■ Texto de la página:
/---
Por Marek Halter, pintor y novelista francés de origen polaco. Traducción de José Luis Sánchez- Silva (EL PAÍS, 30/01/08):
La paz en Oriente Próximo pasa por Damasco. Sé que esta afirmación sorprenderá a más de uno e indignará a otros. Sin embargo, tal es mi convicción desde que viajé por primera vez a la Siria de Bashar el-Assad. Entonces ya me criticaron: ¿acaso Siria no forma parte del Eje del Mal, según la definición del presidente Bush?
Debería ser evidente que la paz se negocia con los enemigos, pero no todo el mundo lo entiende así. La única cuestión es saber en qué momento hay que entablar el diálogo, y esta cuestión no tiene que ver con la moral, sino con la política.
\---
■ Qué harás:
Enumera, por favor, todos los lugares geográficos que se nombran en el texto de la página. El listado no tiene ningún papel aquí.

■ Extracto de datos:
/---
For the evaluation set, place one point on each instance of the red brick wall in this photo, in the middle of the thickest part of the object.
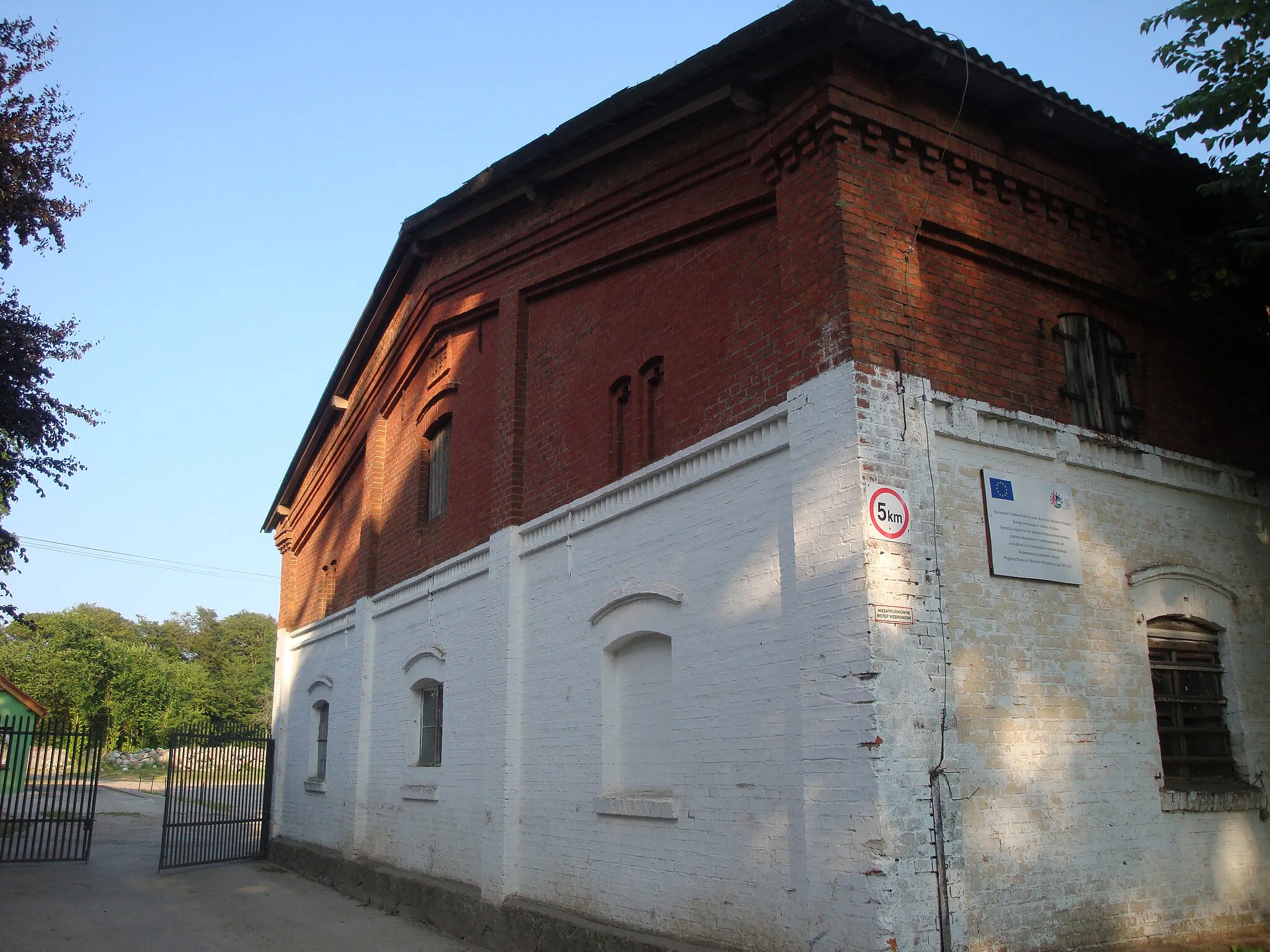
(708, 310)
(750, 254)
\---
■ Solución:
Oriente Próximo, Damasco, Siria